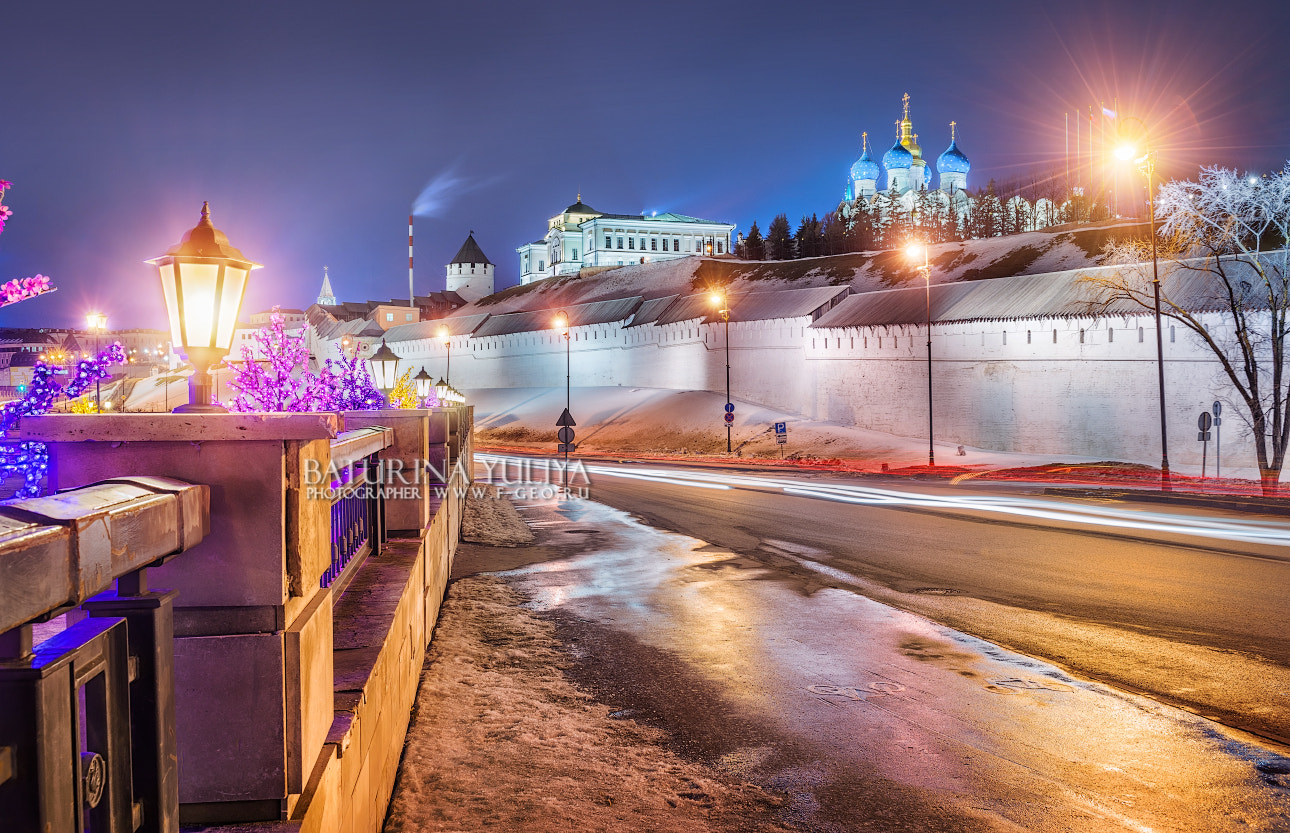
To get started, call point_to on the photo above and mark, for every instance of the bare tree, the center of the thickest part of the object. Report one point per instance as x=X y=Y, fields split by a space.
x=1222 y=243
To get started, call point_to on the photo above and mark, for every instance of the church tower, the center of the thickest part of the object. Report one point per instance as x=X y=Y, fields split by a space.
x=470 y=275
x=864 y=174
x=952 y=165
x=327 y=297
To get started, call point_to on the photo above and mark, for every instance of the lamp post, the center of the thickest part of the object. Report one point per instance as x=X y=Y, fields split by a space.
x=1146 y=160
x=385 y=369
x=448 y=344
x=915 y=252
x=724 y=310
x=204 y=280
x=565 y=422
x=97 y=323
x=425 y=384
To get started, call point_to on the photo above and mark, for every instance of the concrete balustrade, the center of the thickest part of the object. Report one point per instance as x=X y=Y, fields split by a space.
x=290 y=702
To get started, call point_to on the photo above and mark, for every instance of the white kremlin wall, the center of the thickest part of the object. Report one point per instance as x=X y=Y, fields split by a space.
x=1090 y=393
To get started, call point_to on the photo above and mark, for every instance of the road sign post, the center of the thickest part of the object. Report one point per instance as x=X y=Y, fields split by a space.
x=1204 y=423
x=1218 y=440
x=565 y=436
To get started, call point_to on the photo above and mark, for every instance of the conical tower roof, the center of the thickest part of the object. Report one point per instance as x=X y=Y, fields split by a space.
x=470 y=253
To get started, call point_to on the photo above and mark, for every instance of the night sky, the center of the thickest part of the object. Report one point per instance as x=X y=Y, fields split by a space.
x=312 y=127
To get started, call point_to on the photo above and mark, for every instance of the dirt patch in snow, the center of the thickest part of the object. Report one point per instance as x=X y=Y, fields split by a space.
x=502 y=739
x=493 y=521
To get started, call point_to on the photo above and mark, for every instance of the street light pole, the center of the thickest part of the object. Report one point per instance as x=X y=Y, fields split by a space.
x=1150 y=169
x=926 y=274
x=1147 y=164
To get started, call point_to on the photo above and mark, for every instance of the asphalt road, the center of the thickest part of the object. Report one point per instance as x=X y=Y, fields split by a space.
x=1188 y=607
x=775 y=668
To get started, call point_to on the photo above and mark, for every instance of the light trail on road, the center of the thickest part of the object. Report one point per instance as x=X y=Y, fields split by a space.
x=1098 y=516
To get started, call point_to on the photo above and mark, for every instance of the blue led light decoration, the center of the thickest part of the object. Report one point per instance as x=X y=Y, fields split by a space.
x=31 y=459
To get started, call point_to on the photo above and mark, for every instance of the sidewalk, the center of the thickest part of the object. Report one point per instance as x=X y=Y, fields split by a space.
x=499 y=738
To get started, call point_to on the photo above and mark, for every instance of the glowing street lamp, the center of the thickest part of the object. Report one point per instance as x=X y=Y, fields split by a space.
x=385 y=368
x=919 y=252
x=425 y=383
x=448 y=344
x=96 y=323
x=1144 y=156
x=719 y=299
x=204 y=280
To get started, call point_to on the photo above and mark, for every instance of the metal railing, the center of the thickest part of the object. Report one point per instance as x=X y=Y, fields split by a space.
x=357 y=509
x=87 y=717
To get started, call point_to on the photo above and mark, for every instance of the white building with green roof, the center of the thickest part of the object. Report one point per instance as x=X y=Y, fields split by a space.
x=581 y=236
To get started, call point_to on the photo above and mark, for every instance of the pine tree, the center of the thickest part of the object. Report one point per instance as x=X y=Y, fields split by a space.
x=779 y=239
x=754 y=245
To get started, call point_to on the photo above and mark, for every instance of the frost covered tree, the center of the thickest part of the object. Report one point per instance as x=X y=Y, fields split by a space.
x=779 y=239
x=1224 y=237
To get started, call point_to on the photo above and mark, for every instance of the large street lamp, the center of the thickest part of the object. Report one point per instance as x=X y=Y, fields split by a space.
----
- WRITTEN PROBLEM:
Render all of the entries above as a Markdown table with two columns, Row for the row number and Entry for the line itself, skipping any blank lines. Leave the pictures out of the table.

- COMPLETE ANSWER:
| Row | Entry |
|---|---|
| 1 | To get started, call point_to on the photo above and mark, for every instance of the bare tree, the center of the thickest part of the object. Report one point per instance as x=X y=Y, fields split by a space. |
| 2 | x=1222 y=243 |
| 3 | To get started, call point_to on the photo above and mark, for every instance of the church tower, the center of the thickest part of the object. Report one point per instance as x=X y=Y, fields split by a space. |
| 4 | x=470 y=275 |
| 5 | x=864 y=174 |
| 6 | x=952 y=165 |
| 7 | x=327 y=297 |
| 8 | To get started, call point_to on the photo above and mark, for every instance of the lamp post, the center of the thickest part of the object. Report one point per instance as x=X y=Y, fields split by a space. |
| 9 | x=1146 y=160 |
| 10 | x=385 y=369 |
| 11 | x=448 y=344 |
| 12 | x=915 y=252 |
| 13 | x=724 y=310 |
| 14 | x=204 y=280 |
| 15 | x=565 y=422 |
| 16 | x=97 y=323 |
| 17 | x=425 y=384 |
| 18 | To get started, call point_to on the photo above and mark, for every instance of the concrete balustrade, the center of the thickest part of the object. Report one point per instance as x=X y=Y, fields split by a space. |
| 19 | x=290 y=702 |
| 20 | To get started, call point_to on the photo above and mark, for every instance of the white kremlin wall, the center of the thickest part of the object. Report one point per instance as x=X y=Y, fields split by a space. |
| 21 | x=1090 y=393 |
| 22 | To get started, call point_to on the photo above and mark, for every instance of the road sign post, the center of the thickest part of the object. Report one point per instance as x=X y=Y, fields split by a space. |
| 23 | x=1204 y=423 |
| 24 | x=1218 y=440 |
| 25 | x=565 y=436 |
| 26 | To get started, call point_to on the photo above and mark, for every instance of the conical tower roof, the center of the thickest part of the object. Report one point per instance as x=X y=Y, fields split by a space. |
| 27 | x=470 y=253 |
| 28 | To get started, call point_to on the photo above and mark, for every instance of the night sky, the center of the thickest part of the object. Report one point per instance as x=X y=Y, fields split by a space. |
| 29 | x=312 y=127 |
| 30 | To get started, call point_to on the photo above and mark, for every instance of the dirt patch in snow, the center of the thickest part of the object. Report one point per instance as x=X y=Y, fields split by a space. |
| 31 | x=502 y=739 |
| 32 | x=493 y=521 |
| 33 | To get started, call point_to on the photo above and mark, for every instance of the street light pole, the center of the thickest part of the object. Report one point per instance as x=X y=Y, fields split by a space. |
| 34 | x=1150 y=169 |
| 35 | x=926 y=274 |
| 36 | x=1147 y=164 |
| 37 | To get started, call point_to on the photo above and mark, for every instance of the asphalt road, the center of the thickest part of the object. Report one point per instance as x=X y=Y, fields split by a space. |
| 38 | x=1188 y=607 |
| 39 | x=775 y=668 |
| 40 | To get started, call point_to on the photo above and mark, for every instance of the light trail on road, the center of the thickest part of the object. Report one point per instance as x=X y=Y, fields split by a space. |
| 41 | x=1098 y=516 |
| 42 | To get started, call point_to on the photo above and mark, for every instance of the blue led light decoration, the center of the thickest part of the object. Report one point per instance as x=X y=Y, fields split by a space. |
| 43 | x=31 y=459 |
| 44 | To get started, call point_to on the photo above and mark, for every instance of the sidewalk, the center of the thickest part of the object. Report one point per instance as x=X y=Y, fields split by a space. |
| 45 | x=499 y=738 |
| 46 | To get started, call point_to on the photo above and mark, for every instance of the glowing street lamp, the center of the thickest part of the object. Report one point per instance as x=X y=Y, fields split by a space. |
| 47 | x=385 y=368 |
| 48 | x=919 y=252 |
| 49 | x=425 y=383 |
| 50 | x=448 y=344 |
| 51 | x=96 y=323 |
| 52 | x=1144 y=156 |
| 53 | x=719 y=299 |
| 54 | x=204 y=280 |
| 55 | To get started, call point_to on the photo above and mark, for every instance of the metal railing, the center of the thickest part of the object. Report one point per instance as x=X y=Y, fields split by a space. |
| 56 | x=357 y=509 |
| 57 | x=87 y=717 |
| 58 | To get started, call point_to on the photo above and mark, for every instance of the white building with green roof, the center of the thickest part of the object. Report one point per instance as x=X y=Y, fields split by a space. |
| 59 | x=581 y=236 |
| 60 | To get started, call point_to on the photo above and mark, for every instance of the pine tree, the center of the thickest part of the object. Report one point per instance as x=X y=Y, fields split by a space. |
| 61 | x=779 y=239 |
| 62 | x=754 y=245 |
| 63 | To get started, call point_to on the photo above and mark, for every instance of the frost covered tree, the center of the thickest part of the object. Report one point per instance as x=X y=Y, fields split by a space. |
| 64 | x=779 y=239 |
| 65 | x=1224 y=237 |
| 66 | To get started, call point_to on the photo above and mark, for every instance of the large street lamp, the center of the thickest part of the object. Report one point per instance as x=X y=Y, fields split by a space. |